[WRITTEN PROBLEM 1]
In the newsletter on the Japanese bond market, roughly what share of all outstanding government bonds did the BOJ own at its height?
[WRITTEN PROBLEM 2]
Name every currency mentioned in the newsletter on the Japanese bond market.
[WRITTEN PROBLEM 3]
Extend the newsletter on the Japanese bond market from its last sentence.

[DOCUMENT SECTION]
-----
The Wall Street Skinny

By Jen Saarbach & Kristen Kelly, Co-Founders of The Wall Street Skinny

 

I barely have a social life.

But fittingly, the one day that I hop on a flight for a girls’ trip to the Caribbean with my college roommate, the market melts down. You should have seen me desperately trying to connect to the internet on a ferry to figure out what was going on in the Japanese bond market while questions were flooding in from our DMs.

I’ve finally got a WiFi connection, and the markets appear to have come to their senses. So let’s talk about it.

Japan has, for all of my adult life, been the land of the low yields. The Japanese central bank has used long end bond purchases (“Quantitative Easing”) for decades to fight deflation and support the economy.  At its height, the BOJ owned something like 50% of all the outstanding government bonds in the market. The latest round of QE ran from 2013 to 2024, when the central bank reversed course with a multi-year tapering program, slowing the pace of its purchases and hiking short term interest rates. When this commenced at a faster-than-expected pace in 2024, it shocked the markets, causing a chaotic unwind of the “carry trade”, where investors borrow on the cheap in JPY where interest rates have traditionally been lower, and lend (invest) in USD, EUR, GBP, or other currencies where rates are higher. 

Since August of 2024 (with a few notable exceptions), long end JGB yields have been on a one way train higher. With the BOJ stepping back, investors haven’t exactly rushed in to fill that gap in demand.

And that’s not just the story for Japan. It’s been the case for nearly all G7 sovereign debt markets due to both structural and strategic reasons (which we discussed specifically with the Dutch pension funds), save the US. In fact, we’ve talked about this long end term premium building since our first newsletter article of the year. As governments continue the trend of fiscal irresponsibility, meaning, more spending with no plan to bring money in to pay those debts off, investors continue to demand higher and higher interest rates as compensation for investing in increasingly risky bonds. 

But Japan has given us real cause for concern.  In May of last year, we had our first warning signs of an investor boycott when the government auctioned off their regularly scheduled 20 year and 40 year bond issuances.
-----
[STORED DATA]
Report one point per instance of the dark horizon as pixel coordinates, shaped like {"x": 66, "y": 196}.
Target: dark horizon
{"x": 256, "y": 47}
-----
[TASK RESULT 1]
Something like 50%.

[TASK RESULT 2]
JPY, USD, EUR, GBP

[TASK RESULT 3]
If you’re not familiar with bond auctions, they don’t all work like auctions at Christie’s and Sotheby’s, where the highest bid wins the painting and everyone else misses out. Some bond auctions, like 10 year JGBs, are multiple-price auctions.  If the bonds are trading at 4.00% heading into the auction and you really want them, so you bid 3.95% to make sure you get them, reminder price and yield are inverted so a higher price means you’re willing to accept a lower yield, you buy them at 3.95% when someone else who cares less might only bid 3.96% and get them there. Someone who bids 4.02% might not get any bonds if they are all spoken for at lower yields. But there’s a winner’s curse, where you feel like a dummy buying at 3.95% when everyone else gets 3.99%.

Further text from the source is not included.